# Start of SELECTED TEXT

After think roughly, the declaration would be something like the default ACL. Developers are expected to declare it on the SDK bootstrap stage and it would send to server on development mode (would be no-op for production mode).

In database, there would be a table recording whether every field of every record type can be queryable.

After that, it is like building a base for field-based ACL. Should we make it in this feature?

cheungpat commented 7 years ago

@ben181231 Thanks you for your table schema it all made sense to me now. I am open to breaking changes but we need to study more how much this will impact developer.

Clarifications

Move _auth.username and _auth.username to the new user table.

I suppose you meant _auth.username and _auth.email.

Also,

On _-prefixed fields

According to the current record:save action, the _-prefixed fields are blocked from modifications. That means the developer is not able to save to _sex through the record:save action (not unless we change the semantics and implementation of _ substantially).

By the way, the _-prefixed fields are queryable (e.g. filtering by _created_at)

On field ACL

I think having field ACL is an option we should consider because we don’t need to overload _-prefixed field for discoverability. In addition to discoverability, we may not need the profile record at all.

# End of SELECTED TEXT
# Start of RECORDS SHOWN

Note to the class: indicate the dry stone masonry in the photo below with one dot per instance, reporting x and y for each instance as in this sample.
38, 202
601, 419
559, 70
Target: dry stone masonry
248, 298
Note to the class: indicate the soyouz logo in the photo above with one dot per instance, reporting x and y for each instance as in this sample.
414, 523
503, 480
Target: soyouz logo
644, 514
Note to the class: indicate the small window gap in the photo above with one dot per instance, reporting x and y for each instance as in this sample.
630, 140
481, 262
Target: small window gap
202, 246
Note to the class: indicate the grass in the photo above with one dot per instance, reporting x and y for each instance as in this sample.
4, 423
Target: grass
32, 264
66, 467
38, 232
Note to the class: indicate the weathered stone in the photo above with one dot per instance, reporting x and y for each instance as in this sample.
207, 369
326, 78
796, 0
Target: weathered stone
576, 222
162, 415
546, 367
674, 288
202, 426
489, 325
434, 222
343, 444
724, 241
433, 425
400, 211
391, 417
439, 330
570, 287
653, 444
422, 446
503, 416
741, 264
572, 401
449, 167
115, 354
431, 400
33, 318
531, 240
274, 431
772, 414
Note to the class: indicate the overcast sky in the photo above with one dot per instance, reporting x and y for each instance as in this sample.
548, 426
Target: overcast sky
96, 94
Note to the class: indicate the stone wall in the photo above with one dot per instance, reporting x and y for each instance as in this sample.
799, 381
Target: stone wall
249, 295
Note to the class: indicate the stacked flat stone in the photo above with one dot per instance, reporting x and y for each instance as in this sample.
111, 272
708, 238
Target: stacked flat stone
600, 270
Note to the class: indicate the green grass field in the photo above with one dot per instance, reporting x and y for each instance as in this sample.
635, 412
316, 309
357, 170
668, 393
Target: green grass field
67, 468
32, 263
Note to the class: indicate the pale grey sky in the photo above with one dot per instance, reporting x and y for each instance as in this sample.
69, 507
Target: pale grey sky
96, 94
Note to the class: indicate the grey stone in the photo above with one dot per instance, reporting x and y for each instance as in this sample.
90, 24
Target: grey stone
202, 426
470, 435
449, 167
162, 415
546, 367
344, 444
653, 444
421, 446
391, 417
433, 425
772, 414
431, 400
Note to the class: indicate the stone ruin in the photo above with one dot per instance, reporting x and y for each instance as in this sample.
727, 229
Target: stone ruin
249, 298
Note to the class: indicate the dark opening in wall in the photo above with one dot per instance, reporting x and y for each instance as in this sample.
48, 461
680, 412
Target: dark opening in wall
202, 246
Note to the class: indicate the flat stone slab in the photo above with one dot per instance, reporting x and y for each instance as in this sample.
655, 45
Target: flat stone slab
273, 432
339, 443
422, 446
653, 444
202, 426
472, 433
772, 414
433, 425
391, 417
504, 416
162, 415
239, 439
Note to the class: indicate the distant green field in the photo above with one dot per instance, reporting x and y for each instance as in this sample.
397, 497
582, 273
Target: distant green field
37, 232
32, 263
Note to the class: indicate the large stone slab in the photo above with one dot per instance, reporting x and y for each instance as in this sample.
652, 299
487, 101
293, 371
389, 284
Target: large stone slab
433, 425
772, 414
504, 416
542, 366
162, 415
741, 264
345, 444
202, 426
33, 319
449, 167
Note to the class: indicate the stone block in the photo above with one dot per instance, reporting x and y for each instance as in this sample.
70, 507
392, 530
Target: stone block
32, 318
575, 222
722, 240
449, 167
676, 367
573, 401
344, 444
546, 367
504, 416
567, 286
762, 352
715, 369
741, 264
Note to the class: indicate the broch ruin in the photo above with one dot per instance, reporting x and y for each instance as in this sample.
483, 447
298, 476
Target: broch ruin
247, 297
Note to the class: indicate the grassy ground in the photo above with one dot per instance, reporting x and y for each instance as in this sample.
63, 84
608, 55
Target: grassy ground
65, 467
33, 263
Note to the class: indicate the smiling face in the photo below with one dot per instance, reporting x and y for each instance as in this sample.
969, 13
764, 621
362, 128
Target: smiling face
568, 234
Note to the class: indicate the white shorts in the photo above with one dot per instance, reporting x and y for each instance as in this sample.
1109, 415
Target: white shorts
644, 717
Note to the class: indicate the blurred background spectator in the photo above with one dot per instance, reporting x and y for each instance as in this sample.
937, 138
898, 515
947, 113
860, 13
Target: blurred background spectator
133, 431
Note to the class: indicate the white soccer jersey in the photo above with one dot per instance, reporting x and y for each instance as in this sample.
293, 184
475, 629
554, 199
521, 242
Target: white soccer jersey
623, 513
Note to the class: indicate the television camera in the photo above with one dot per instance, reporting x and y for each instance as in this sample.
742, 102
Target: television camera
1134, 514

# End of RECORDS SHOWN

Proceed with the forum thread on field ACL and queryable record fields, picking up after its final sentence.

We can keep user record which contains public DB records of all users. The user record will have username and email columns migrated from the old _user table. The username and email column can be set to non-queryable, hidden and discoverable.

username and email on user table

When the username and email are on user table, they are subject to modification by the schema:* actions. We need to solve this problem. One of the following,

chpapa commented 7 years ago

@rickmak @cheungpat @ben181231 @b123400

To follow up with an offline discussion, it was concluded that a single user record in publicDB is most favorable and easy to use, with a Record-type field based ACL.

As discussed, I will try to generalize the ACL and propose the default ACL for user object, and discuss use cases / special exception.

Use Cases on User Object

For a single user object, we will need to use it for:

  1. Auth operation - sign up, log in, reset password, etc
  2. As a reference object from other objects - e.g. build a contact list
  3. Store user profile attributes private to the owner.
  4. Store user profile attributes public to everyone/someone.
  5. Allow everyone/someone to fetch your user object by an exact match of attributes (email address, URL slug, etc)
  6. Allow everyone/someone to query your user object by a query filter (all male users live in Hong Kong)

Generalized ACL to support

I would like to expand on what @cheungpat have proposed and a more generalized ACL by Record Fields.

API

setRecordFieldsACL(RecordType, UserRole, [Fields], Readable, Queryable, Discoverable, Updatable)

On UserRole:

On Access:

Optioanl

Updatable and Pointer Role are good to have but not necessary to fulfill all use cases:

Default

setRecordFieldsACL(*, EveryoneElse, *, True, True, True, False)
setRecordFieldsACL(*, Owner, *, True, True, True, True)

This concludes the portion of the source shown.